— Start DATA IN THIS EXERCISE —
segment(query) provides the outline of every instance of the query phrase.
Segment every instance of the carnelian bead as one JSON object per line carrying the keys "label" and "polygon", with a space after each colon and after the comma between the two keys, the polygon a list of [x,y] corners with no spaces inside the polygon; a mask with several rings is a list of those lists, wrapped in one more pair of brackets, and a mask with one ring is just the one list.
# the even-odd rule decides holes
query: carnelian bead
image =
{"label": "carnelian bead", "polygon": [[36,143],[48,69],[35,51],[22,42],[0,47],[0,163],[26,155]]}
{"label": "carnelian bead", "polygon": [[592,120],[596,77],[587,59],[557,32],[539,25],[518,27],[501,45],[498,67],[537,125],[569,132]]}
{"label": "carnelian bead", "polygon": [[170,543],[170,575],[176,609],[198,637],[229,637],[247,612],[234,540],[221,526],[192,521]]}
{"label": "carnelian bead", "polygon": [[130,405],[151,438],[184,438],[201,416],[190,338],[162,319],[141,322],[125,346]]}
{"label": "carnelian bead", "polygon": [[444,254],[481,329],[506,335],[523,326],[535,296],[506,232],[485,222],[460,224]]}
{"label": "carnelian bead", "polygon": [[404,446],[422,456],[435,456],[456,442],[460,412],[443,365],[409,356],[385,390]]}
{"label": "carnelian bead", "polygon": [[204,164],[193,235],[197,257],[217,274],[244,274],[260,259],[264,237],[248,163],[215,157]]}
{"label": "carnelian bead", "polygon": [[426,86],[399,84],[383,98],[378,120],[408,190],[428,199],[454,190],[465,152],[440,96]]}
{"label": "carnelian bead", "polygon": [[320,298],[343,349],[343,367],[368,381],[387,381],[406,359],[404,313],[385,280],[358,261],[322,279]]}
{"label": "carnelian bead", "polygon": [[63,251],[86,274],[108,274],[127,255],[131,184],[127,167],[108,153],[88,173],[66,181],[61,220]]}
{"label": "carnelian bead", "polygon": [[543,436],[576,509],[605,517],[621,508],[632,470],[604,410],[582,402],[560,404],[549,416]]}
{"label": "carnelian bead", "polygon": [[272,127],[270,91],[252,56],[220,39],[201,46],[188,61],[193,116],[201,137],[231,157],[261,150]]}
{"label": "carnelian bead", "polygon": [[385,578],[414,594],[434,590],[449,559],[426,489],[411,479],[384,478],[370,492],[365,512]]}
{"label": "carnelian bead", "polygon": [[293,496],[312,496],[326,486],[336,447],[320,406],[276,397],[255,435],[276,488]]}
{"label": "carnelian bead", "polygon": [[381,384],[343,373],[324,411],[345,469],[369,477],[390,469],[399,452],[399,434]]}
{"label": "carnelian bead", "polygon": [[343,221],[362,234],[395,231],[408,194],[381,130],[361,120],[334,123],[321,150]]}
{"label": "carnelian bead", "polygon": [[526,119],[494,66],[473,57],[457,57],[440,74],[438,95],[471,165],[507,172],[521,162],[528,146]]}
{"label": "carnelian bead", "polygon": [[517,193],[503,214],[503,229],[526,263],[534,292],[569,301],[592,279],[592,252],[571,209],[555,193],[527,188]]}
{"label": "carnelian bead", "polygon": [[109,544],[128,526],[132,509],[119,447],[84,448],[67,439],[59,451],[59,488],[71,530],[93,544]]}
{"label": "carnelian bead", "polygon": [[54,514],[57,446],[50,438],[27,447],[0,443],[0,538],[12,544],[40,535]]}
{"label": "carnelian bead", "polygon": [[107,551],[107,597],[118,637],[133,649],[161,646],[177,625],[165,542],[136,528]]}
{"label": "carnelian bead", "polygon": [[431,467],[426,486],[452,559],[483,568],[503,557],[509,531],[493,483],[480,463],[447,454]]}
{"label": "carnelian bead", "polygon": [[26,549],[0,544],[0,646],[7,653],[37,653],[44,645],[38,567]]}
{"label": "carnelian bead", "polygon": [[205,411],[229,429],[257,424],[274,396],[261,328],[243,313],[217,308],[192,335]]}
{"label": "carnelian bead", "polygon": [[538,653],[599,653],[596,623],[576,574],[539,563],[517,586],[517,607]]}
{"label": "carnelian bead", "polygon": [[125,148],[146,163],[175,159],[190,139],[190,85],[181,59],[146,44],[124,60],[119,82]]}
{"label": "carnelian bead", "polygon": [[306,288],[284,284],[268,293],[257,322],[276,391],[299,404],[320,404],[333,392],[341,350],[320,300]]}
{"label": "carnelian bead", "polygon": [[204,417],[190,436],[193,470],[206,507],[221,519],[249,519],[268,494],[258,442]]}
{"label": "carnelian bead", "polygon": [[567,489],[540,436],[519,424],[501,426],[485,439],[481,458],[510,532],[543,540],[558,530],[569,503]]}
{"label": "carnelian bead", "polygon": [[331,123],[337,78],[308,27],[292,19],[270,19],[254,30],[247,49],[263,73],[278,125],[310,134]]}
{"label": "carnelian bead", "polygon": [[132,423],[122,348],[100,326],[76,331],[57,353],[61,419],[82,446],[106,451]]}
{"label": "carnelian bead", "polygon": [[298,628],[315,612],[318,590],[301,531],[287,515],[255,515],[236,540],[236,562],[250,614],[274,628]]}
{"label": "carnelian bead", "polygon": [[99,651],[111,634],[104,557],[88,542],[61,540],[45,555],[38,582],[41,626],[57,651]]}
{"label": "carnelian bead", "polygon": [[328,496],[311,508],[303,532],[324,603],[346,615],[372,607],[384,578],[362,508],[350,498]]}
— End DATA IN THIS EXERCISE —
WHAT IS BEING ASKED: Which lines of the material contain the word "every"? Pick out each of them and copy it.

OUTPUT OF THE TASK:
segment(query) provides the outline of every instance of the query phrase.
Segment every instance of the carnelian bead as one JSON object per line carrying the keys "label" and "polygon", with a space after each colon and after the comma between the two keys, the polygon a list of [x,y] corners with no spaces inside the polygon; a mask with several rings is a list of those lists, wrapped in one more pair of brackets, and a mask with one ring is just the one list.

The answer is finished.